-- Start of EXCERPT TO READ --
Skip to main content
  1. Prompts/

FIX k8s Gateway

··13 mins

This is the full prompt referenced in Domain Experts Dominate AI. It demonstrates what domain expertise looks like when it meets AI tooling — not a one-liner, but a complete specification prompt shaped by years of operating FIX sessions in production, as well as years of Kubernetes experience.

FIX k8s Gateway — Architecture & CRD Design #

Objective #

Design the FIX k8s Gateway — a large-scale Kubernetes-based FIX gateway. One YAML. One route. One connection to the right engine — at scale, with zero session awareness in the gateway itself.

The gateway inspects inbound FIX Logon messages, evaluates declarative CRD routing rules, and transparently proxies the TCP stream to the matched engine. It never participates in the FIX session. Optional TLS termination at the gateway; plaintext to engines within the cluster, relying on Kubernetes CNI-level network security (Cilium encryption, Calico WireGuard, Istio mTLS) for in-cluster transport protection.

Phase 1 (this project): FIX acceptor gateway — inbound routing. Phase 2 (future): FIX initiator — outbound session management.

Deliverables: architecture docs, CRD schemas, Helm chart. No application source code.

Context #

  • Greenfield multi-asset FIX infrastructure on Kubernetes 1.29+
  • Protocol-aware, session-transparent: best-effort Logon parse → route → TCP pipe. No validation, no sequence tracking, no checksums — engines own the session
  • Standards-compliant per the FIX Trading Standards — version-agnostic by design, supporting any FIX protocol version
  • Custom tags and dialect deviations are mandatory. Non-standard tags in Logon messages may originate from counterparty requirements OR from the FIX gateway operator’s own routing/compliance needs. The gateway extracts and routes on both equally
  • One FIXSession CRD = one route = one Kubernetes Service (Ingress-style: Service name reference, user controls what’s behind it)
-- End of EXCERPT TO READ --
*SET OF TASKS*.
(1) According to the FIX gateway excerpt, what deliverables does the project produce?
(2) Reproduce the FIX gateway excerpt from "The gateway inspects" to "application source code.".
-- Start of COLLECTED DATA --
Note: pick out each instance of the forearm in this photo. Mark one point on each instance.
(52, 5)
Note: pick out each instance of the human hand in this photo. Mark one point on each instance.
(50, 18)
-- End of COLLECTED DATA --
*ANSWERS FOR THE TASKS*.
(1) Architecture docs, CRD schemas, and a Helm chart.

(2)
The gateway inspects inbound FIX Logon messages, evaluates declarative CRD routing rules, and transparently proxies the TCP stream to the matched engine. It never participates in the FIX session. Optional TLS termination at the gateway; plaintext to engines within the cluster, relying on Kubernetes CNI-level network security (Cilium encryption, Calico WireGuard, Istio mTLS) for in-cluster transport protection.

Phase 1 (this project): FIX acceptor gateway — inbound routing. Phase 2 (future): FIX initiator — outbound session management.

Deliverables: architecture docs, CRD schemas, Helm chart. No application source code.